-- START OF Page extract --
We aim to follow the recommendation of the World Bank in this article. We studied 2 farming communities in the Himalayan foothills, 1 in India and 1 in Nepal, analyzing which innovative capacities are inherent within the local farming systems. The objective of this endeavor was twofold. First, we hoped to document some local variation in the region and thereby demonstrate the futility of construing present innovative capacity in general terms (although the local variation should not prevent us from searching for circumstances or parameters that promote or constrain innovation in general). Second, we aimed to identify circumstances that affect innovation and thereby adaptive capacity to change.

The following paragraphs provide a comparison of 2 farming communities: 1 in which a great deal of change and innovation is taking place and 1 characterized by skepticism to new crops and modern methods in agriculture. The innovative community is located in Nepal, and the more static one is in Uttarakhand State in India, but it must be underlined that the communities are not representative of the 2 countries. There are innovative rural areas in Uttarakhand and more conservative ones in Nepal. The twofold intention of the comparison is, as stated previously, to document variation and to identify circumstances that are favorable to innovation.
-- END OF Page extract --
-- START OF Supplied records --
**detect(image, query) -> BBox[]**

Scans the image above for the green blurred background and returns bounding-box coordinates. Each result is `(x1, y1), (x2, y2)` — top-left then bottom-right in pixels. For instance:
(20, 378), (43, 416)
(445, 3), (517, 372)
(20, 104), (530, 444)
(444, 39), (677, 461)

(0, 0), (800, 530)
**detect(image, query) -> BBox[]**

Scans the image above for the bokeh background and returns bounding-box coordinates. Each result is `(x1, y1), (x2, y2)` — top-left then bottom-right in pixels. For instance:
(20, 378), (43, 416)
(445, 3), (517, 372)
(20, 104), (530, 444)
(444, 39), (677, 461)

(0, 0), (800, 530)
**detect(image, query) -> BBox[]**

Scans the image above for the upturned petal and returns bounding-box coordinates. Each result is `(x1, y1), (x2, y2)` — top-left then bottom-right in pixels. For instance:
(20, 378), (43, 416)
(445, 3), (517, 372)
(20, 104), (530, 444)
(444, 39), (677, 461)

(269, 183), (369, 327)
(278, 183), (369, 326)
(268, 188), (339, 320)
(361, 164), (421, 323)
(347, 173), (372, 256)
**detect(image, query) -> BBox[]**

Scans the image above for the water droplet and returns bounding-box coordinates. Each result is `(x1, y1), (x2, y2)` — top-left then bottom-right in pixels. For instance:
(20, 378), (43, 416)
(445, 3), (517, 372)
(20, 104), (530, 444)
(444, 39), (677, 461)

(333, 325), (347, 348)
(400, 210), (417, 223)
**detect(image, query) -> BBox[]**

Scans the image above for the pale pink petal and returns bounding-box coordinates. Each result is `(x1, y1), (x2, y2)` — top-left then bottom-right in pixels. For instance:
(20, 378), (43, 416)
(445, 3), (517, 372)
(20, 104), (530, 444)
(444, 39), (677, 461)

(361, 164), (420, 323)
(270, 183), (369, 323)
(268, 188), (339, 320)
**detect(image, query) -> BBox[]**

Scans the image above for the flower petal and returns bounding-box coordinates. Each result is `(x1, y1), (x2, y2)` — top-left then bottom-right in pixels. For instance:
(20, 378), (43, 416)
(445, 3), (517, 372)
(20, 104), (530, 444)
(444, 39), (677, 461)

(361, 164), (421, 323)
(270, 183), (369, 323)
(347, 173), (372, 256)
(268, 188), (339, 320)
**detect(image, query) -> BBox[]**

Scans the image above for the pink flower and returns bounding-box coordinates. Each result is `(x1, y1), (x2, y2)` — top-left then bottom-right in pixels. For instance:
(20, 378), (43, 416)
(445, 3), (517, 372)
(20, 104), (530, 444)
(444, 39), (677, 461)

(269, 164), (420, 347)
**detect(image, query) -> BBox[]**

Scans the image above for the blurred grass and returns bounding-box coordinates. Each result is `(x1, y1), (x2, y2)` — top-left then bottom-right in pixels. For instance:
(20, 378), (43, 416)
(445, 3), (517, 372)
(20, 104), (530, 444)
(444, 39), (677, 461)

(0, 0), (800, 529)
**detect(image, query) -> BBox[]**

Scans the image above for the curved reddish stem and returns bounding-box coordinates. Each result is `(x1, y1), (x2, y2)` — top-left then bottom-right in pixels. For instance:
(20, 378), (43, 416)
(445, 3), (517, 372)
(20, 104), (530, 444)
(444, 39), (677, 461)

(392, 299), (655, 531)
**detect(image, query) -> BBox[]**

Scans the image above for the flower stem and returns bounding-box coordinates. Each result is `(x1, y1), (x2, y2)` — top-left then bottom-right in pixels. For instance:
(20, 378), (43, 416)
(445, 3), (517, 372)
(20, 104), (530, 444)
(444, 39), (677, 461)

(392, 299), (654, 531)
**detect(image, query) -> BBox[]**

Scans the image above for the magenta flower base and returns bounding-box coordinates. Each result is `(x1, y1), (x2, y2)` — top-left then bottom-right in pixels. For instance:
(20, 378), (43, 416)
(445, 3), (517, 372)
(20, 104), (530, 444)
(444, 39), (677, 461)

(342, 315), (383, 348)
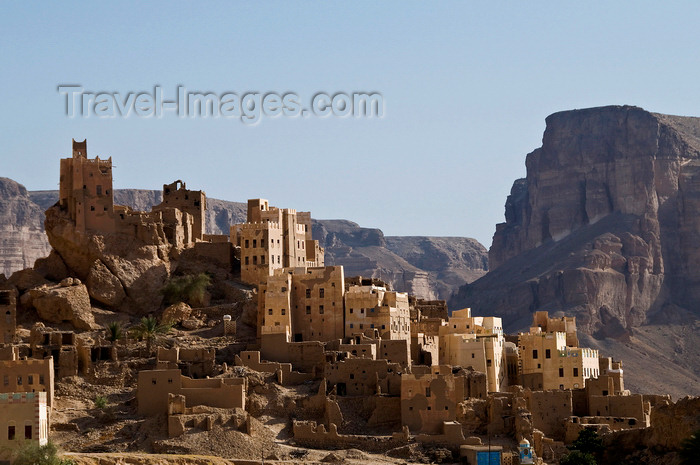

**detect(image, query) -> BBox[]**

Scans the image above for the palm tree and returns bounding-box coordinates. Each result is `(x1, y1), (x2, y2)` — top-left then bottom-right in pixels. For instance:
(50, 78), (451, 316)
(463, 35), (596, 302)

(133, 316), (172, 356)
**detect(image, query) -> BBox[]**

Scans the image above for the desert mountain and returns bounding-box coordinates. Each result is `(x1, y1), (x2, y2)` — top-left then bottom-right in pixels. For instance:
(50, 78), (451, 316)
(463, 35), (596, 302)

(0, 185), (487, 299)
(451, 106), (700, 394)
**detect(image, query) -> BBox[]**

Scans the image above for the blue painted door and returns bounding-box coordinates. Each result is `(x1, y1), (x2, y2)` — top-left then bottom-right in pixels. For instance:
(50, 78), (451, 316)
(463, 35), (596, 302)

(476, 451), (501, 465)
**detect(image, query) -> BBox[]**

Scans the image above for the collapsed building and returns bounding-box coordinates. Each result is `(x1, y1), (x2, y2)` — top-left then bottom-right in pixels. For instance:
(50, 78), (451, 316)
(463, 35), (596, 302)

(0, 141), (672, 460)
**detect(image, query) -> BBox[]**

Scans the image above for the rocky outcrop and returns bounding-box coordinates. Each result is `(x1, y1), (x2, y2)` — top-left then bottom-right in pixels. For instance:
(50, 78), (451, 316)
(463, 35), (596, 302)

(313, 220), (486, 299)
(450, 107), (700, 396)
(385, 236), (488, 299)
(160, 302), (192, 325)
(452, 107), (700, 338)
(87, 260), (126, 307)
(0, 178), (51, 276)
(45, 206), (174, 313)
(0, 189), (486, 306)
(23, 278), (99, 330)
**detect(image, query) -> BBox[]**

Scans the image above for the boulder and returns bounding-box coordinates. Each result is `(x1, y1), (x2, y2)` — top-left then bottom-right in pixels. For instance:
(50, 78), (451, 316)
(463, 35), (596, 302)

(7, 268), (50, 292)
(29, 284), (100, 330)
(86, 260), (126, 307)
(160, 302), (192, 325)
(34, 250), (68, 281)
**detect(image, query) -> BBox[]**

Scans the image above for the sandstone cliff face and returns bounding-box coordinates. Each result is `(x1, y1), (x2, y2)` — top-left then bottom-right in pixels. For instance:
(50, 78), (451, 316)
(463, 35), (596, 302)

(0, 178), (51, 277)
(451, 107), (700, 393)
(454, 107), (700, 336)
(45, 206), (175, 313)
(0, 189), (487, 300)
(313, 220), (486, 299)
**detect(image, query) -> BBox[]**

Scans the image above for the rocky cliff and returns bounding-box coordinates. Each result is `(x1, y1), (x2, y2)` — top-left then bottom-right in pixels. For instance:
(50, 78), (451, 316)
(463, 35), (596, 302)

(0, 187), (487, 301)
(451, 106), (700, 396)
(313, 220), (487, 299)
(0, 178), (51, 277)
-- END OF Supplied records --
-- START OF Supplied records --
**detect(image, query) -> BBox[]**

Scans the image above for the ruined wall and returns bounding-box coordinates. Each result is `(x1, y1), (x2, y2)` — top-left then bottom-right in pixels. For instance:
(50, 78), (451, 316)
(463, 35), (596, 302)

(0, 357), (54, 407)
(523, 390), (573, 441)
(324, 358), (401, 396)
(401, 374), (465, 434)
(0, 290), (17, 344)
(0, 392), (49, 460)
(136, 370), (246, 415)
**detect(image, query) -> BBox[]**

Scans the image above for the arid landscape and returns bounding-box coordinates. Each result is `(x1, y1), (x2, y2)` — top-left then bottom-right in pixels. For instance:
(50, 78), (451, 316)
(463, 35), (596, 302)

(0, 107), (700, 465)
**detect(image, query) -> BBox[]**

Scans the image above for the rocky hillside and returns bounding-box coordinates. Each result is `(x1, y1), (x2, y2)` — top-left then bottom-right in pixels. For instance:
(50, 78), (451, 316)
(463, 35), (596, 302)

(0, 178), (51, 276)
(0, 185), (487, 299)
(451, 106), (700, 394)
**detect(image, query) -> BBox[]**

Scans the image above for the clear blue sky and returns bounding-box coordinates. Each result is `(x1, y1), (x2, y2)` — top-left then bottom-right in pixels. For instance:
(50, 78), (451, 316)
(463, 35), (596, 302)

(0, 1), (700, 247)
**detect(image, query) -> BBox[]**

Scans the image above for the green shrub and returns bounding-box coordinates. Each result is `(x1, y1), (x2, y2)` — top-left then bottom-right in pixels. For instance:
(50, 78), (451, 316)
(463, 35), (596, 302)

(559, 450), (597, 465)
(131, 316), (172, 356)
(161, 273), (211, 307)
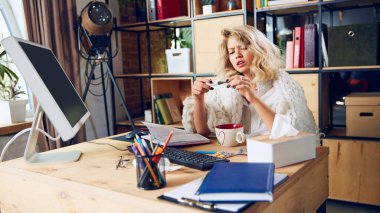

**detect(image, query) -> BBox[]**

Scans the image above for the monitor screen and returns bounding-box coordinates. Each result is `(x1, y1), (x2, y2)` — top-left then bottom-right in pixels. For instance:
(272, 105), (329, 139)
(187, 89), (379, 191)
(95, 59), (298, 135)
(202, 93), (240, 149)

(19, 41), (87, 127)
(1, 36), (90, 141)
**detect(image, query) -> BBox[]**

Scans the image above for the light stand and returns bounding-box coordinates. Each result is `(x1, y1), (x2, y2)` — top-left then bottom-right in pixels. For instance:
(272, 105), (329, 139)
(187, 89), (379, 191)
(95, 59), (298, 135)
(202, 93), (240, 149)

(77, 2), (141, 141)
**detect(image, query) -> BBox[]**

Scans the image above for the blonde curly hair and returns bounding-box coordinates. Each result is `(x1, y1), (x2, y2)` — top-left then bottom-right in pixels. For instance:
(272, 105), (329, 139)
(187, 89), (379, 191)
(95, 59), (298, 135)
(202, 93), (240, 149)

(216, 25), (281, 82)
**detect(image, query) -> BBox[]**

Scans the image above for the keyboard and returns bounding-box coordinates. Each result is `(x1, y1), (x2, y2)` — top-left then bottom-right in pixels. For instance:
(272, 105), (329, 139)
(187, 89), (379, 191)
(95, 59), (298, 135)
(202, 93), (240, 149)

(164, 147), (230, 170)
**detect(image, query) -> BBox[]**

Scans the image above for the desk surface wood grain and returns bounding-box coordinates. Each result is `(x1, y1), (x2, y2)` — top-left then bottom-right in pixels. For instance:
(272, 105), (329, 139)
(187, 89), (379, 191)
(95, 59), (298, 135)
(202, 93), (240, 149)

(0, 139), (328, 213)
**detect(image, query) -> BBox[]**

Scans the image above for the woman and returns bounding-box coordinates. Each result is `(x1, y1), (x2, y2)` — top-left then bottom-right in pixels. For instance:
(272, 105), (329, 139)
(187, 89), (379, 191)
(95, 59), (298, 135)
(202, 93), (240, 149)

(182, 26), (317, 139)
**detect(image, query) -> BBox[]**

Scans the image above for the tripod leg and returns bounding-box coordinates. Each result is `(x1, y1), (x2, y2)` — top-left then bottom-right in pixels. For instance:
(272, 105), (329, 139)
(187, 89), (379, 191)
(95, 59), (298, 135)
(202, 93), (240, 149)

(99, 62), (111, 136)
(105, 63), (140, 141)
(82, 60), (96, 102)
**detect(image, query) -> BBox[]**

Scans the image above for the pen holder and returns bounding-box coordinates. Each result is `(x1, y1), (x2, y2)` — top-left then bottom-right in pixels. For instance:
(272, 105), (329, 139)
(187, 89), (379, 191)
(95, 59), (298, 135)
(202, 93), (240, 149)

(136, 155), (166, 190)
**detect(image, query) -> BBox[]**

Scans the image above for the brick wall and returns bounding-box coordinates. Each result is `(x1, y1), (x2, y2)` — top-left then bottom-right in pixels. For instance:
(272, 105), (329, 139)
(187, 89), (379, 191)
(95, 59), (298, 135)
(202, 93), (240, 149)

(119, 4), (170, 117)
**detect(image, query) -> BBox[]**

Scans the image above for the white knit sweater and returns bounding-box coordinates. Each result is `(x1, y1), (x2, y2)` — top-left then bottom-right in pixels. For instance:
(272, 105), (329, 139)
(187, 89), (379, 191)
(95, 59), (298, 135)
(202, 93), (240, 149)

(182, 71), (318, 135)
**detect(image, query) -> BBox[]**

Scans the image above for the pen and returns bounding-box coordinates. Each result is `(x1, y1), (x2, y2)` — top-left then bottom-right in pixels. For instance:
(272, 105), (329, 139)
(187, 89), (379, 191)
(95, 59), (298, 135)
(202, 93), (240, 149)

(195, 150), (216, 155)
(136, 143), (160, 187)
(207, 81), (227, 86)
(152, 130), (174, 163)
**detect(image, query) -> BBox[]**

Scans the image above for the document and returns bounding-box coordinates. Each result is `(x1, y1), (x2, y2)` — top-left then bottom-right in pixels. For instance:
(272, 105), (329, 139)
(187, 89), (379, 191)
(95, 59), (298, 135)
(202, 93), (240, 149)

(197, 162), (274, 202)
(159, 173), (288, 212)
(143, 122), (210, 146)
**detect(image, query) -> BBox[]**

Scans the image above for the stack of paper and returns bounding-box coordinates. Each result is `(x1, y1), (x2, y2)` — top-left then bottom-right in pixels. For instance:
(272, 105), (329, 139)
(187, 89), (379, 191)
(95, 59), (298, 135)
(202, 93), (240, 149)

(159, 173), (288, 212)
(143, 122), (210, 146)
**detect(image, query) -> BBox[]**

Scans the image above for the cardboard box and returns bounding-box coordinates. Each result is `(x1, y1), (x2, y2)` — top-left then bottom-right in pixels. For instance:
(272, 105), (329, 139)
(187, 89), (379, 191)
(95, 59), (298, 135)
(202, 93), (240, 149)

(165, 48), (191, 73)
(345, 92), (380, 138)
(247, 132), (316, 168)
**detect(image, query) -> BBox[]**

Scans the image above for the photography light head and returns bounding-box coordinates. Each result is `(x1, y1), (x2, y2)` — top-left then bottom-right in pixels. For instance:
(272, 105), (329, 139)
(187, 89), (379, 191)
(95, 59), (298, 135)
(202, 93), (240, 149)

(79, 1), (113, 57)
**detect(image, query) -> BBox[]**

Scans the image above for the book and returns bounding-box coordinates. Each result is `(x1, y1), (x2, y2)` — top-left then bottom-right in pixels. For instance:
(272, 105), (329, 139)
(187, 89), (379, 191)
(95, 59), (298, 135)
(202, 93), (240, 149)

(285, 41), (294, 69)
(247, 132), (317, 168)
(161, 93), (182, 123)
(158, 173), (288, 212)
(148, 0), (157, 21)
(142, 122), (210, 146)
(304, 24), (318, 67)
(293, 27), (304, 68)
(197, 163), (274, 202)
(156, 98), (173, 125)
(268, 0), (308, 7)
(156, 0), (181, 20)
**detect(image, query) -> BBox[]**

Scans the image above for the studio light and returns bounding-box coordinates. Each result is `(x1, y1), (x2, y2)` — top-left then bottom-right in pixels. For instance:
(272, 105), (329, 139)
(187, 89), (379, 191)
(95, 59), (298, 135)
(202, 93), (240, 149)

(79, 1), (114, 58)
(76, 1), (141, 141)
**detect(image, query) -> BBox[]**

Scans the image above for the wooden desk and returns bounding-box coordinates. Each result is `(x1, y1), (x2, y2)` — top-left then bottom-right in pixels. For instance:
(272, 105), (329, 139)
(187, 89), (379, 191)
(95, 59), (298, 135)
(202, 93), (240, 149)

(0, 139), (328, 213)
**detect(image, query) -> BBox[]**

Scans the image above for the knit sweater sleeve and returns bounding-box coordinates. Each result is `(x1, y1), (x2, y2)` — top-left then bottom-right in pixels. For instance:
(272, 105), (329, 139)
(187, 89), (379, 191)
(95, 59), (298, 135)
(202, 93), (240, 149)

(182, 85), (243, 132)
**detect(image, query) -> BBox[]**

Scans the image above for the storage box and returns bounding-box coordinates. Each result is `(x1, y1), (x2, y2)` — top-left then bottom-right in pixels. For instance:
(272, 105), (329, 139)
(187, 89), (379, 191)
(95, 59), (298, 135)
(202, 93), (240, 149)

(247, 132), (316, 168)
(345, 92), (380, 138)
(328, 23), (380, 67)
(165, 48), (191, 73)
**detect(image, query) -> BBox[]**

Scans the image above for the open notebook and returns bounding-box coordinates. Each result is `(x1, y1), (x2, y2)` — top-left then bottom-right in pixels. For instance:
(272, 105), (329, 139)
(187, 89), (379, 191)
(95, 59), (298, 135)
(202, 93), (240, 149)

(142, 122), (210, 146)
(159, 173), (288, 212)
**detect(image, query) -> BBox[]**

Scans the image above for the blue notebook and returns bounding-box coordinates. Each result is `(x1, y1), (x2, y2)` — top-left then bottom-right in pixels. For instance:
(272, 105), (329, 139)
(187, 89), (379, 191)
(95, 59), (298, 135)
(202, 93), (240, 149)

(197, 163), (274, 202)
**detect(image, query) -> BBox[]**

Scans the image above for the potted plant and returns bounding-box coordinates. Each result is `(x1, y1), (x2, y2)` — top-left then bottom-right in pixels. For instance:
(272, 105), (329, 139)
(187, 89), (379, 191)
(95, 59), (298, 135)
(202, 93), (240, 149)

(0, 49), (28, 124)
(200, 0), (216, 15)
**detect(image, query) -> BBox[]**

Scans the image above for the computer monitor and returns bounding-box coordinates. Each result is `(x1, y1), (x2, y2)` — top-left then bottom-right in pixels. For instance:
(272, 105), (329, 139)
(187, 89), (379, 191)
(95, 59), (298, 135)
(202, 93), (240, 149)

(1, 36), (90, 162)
-- END OF Supplied records --
*Problem set:*
[1] List every geographic place named in the passage on Himalayan farming communities.
[2] Write the next part of the passage on Himalayan farming communities, continuing after its final sentence.

*Results of the tasks:*
[1] Himalayan foothills, India, Nepal, Uttarakhand State

[2]
Data and methods

The study is based on fieldwork carried out by the authors in 2 villages from October 2009 to February 2010. Several methods were used to produce data. First, direct observation of land use and farming activities were discussed with farmers in situ. Second, the authors participated in discussions among farmers about alternative farming strategies and changing production conditions. Third, a survey was carried out among a “purposive” sample of 50 farmer households in each village (n  =  100) regarding various forms of capital, demographic structure, economic pursuits, and perceptions of bottlenecks in local production. In contrast to statistically random samples, a purposive sample aims at maximizing variation—that is, including all possible kinds of units (Gobo 2004). Thus, rich and poor households, upper and low castes, valley-bottom farms and farms located on the slopes, and large and small landholdings were included in the sample. Lastly, public statistics were obtained on precipitation (District Irrigation Department, Bageshwor; Department of Hydrology and Meteorology, Nepal) and population (Central Bureau of Statistics, Nepal; Central Statistics Office, India).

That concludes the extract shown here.